ABOUT THIS EXERCISE ::
Using the records below, repeat exactly the lines from the one holding "Practice step: locate the clear" through the one holding "Practice step: locate the palm", both ends included, and no others.

(Saved entries)
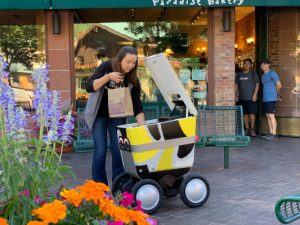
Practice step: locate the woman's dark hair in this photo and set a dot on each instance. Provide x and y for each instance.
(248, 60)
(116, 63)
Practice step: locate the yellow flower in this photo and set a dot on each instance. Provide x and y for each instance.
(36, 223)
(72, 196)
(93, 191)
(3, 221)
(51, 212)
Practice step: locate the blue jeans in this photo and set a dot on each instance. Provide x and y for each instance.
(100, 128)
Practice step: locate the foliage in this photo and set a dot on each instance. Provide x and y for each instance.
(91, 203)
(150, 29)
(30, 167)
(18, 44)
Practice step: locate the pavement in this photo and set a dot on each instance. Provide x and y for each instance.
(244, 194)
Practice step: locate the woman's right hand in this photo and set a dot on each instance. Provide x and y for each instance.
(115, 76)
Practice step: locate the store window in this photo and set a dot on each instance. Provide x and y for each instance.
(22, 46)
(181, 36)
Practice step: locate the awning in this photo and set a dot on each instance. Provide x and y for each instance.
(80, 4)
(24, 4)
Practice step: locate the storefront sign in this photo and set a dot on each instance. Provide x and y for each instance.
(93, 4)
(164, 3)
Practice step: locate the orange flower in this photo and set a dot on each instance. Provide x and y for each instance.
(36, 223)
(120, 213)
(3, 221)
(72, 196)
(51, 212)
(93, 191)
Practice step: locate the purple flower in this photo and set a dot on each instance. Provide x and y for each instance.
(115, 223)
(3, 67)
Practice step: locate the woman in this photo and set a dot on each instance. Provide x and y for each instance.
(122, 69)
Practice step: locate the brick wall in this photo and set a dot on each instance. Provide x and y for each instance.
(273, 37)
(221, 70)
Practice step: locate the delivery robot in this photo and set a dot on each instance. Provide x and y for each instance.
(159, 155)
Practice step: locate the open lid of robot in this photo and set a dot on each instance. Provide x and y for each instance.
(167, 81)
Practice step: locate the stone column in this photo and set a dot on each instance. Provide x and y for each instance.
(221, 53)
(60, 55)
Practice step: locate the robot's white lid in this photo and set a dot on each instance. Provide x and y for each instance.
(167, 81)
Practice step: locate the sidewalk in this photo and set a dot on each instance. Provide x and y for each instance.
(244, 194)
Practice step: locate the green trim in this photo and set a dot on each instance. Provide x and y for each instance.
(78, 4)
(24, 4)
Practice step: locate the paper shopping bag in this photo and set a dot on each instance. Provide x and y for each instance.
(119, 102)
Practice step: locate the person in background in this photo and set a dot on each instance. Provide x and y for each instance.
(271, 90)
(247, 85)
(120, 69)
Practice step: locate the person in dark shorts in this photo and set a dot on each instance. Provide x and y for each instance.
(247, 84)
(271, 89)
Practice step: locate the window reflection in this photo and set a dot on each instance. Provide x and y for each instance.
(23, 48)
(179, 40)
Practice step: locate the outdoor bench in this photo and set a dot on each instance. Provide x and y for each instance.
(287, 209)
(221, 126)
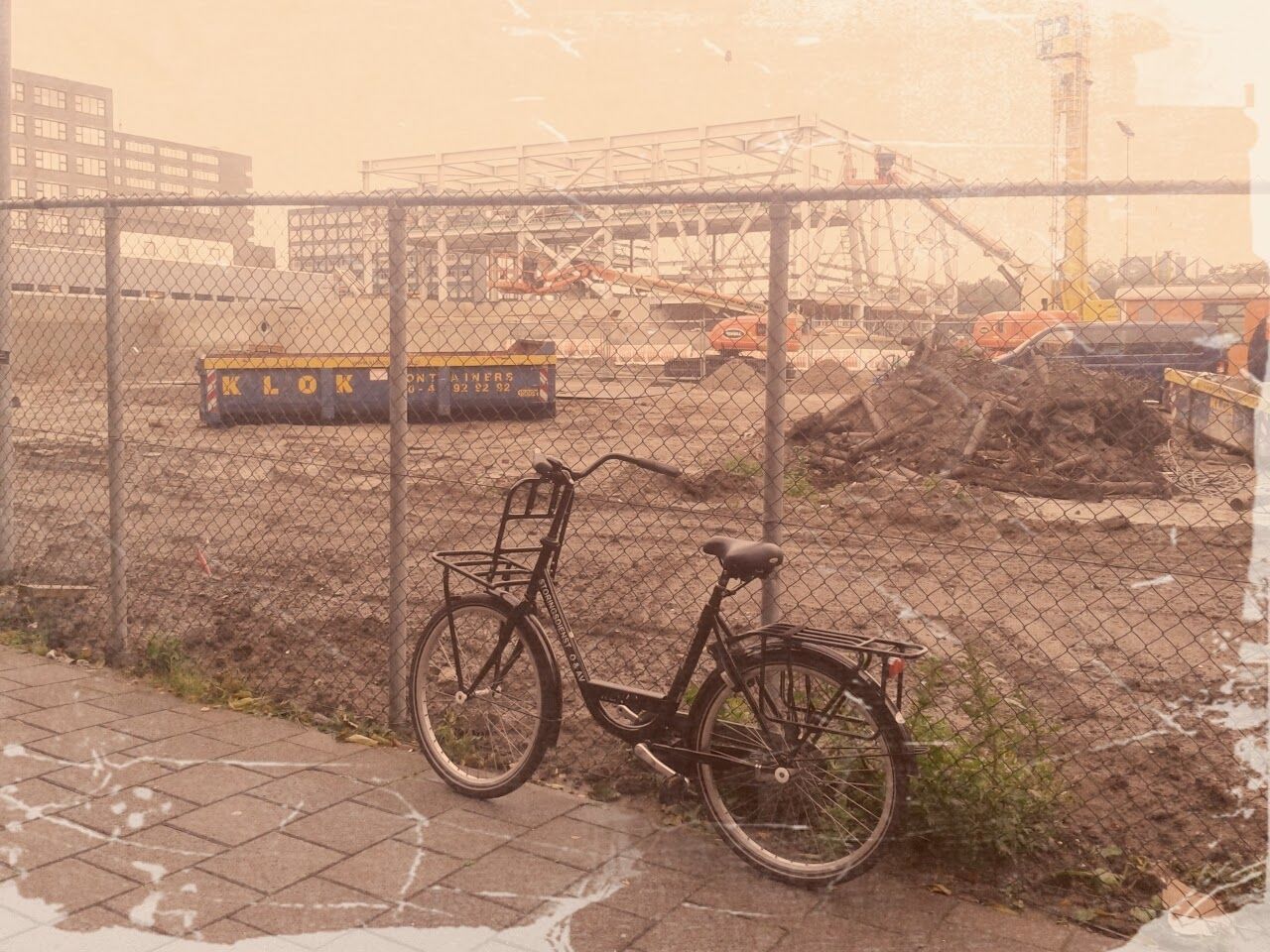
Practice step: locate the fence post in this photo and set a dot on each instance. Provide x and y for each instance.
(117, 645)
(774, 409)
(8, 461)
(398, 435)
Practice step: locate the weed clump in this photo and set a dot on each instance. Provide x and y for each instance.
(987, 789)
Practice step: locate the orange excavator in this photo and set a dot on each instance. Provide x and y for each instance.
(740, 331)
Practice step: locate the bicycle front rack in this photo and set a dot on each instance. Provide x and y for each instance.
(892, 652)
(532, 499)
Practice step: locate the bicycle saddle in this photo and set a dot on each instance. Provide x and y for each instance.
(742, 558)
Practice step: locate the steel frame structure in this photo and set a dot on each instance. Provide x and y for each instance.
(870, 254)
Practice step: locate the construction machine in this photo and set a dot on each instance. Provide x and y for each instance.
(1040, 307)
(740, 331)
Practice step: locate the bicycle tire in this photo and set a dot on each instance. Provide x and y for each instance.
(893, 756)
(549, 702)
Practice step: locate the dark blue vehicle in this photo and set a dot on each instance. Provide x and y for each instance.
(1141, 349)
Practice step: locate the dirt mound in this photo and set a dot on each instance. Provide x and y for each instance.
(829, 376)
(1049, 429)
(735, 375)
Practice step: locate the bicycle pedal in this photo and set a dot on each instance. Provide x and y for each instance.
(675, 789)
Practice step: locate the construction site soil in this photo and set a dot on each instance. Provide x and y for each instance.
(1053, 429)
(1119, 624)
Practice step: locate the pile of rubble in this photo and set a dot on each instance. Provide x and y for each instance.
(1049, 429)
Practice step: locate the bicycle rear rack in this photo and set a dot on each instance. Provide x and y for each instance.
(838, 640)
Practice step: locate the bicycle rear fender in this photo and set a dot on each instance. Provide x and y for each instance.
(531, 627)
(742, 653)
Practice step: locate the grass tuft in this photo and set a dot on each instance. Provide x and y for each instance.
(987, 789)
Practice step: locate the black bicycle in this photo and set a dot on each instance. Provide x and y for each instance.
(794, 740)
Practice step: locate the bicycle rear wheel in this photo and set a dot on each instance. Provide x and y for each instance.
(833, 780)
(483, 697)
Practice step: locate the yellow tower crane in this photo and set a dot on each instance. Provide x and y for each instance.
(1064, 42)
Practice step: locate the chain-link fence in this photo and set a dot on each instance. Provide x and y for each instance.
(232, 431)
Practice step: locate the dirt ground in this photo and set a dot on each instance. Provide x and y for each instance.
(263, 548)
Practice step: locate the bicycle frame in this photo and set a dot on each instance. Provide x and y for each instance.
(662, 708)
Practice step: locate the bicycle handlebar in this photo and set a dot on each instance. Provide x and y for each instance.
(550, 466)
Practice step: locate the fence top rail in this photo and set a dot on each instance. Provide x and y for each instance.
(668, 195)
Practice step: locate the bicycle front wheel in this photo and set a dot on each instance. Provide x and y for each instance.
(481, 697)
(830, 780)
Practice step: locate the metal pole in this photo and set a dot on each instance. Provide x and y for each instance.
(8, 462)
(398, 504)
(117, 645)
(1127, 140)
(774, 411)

...

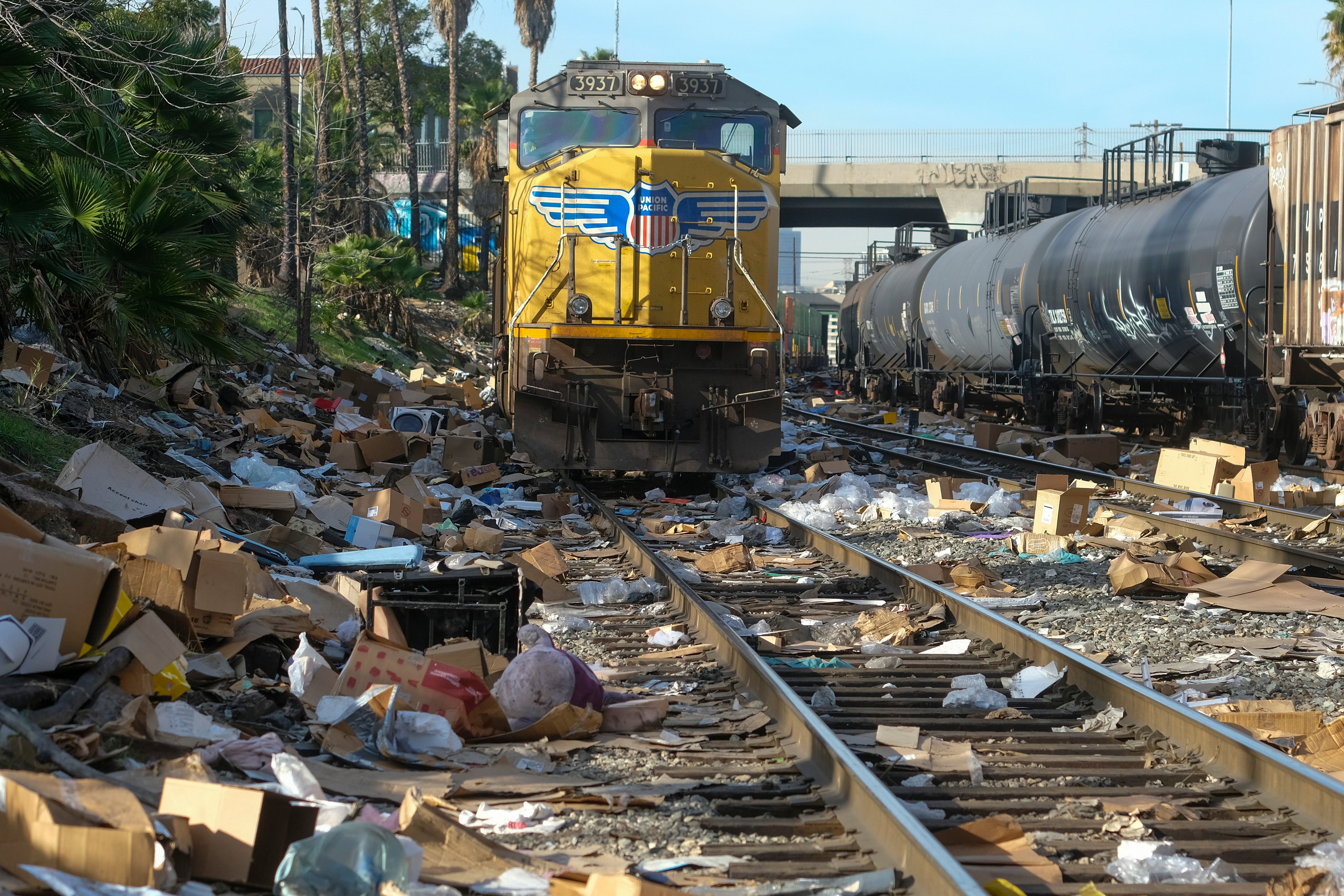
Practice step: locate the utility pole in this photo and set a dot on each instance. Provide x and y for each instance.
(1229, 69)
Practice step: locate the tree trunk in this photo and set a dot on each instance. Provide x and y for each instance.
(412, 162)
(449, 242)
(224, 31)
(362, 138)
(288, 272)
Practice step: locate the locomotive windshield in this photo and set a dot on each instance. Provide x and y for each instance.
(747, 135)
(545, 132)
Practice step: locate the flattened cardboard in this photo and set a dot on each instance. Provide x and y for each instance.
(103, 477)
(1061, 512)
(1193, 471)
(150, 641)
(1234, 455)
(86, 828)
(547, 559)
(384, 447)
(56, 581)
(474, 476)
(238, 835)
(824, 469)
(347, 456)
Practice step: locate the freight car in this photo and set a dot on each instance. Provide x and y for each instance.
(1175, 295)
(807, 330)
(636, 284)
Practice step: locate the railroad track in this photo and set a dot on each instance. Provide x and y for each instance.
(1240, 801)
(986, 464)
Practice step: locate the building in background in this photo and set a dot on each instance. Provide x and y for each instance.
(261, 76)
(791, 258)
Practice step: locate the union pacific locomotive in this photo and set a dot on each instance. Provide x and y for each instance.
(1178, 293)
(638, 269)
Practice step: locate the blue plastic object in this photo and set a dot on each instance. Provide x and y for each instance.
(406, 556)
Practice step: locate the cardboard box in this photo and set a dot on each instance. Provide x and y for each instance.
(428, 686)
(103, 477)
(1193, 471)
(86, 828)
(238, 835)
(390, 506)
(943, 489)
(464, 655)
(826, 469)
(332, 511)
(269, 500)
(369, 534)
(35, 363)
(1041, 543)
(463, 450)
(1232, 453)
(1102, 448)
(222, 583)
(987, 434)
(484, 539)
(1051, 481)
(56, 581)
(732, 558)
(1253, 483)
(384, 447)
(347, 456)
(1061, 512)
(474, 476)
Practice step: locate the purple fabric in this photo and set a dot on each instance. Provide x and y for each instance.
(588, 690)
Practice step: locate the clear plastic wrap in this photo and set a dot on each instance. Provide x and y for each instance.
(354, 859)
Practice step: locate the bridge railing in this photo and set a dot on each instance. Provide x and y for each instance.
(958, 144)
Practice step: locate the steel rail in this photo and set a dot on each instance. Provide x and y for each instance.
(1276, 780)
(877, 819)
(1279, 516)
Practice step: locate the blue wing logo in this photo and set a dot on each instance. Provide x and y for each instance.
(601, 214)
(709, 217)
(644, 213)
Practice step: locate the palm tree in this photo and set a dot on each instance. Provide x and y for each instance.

RESPONSE BOX ::
Practice step: locate the clear plastic wrap in this photo and set a dot on each instance. Provide x and y for each instance.
(354, 859)
Practice step: locate the bridge railing in this photo and set a dot on each instance. Provide x and y for each instance.
(958, 144)
Practice step: locate the steel rail in this photo and set a dot on each instance. Provide x and y for each instance.
(1276, 780)
(877, 819)
(1279, 516)
Practice step: locate the blue wing logo in this photo and set a dot on each instance. Provide x and y for each instance.
(601, 214)
(709, 217)
(644, 213)
Practice step: locate the palm tree in this photo and set a dot on each instance. Provide x and y for each instance.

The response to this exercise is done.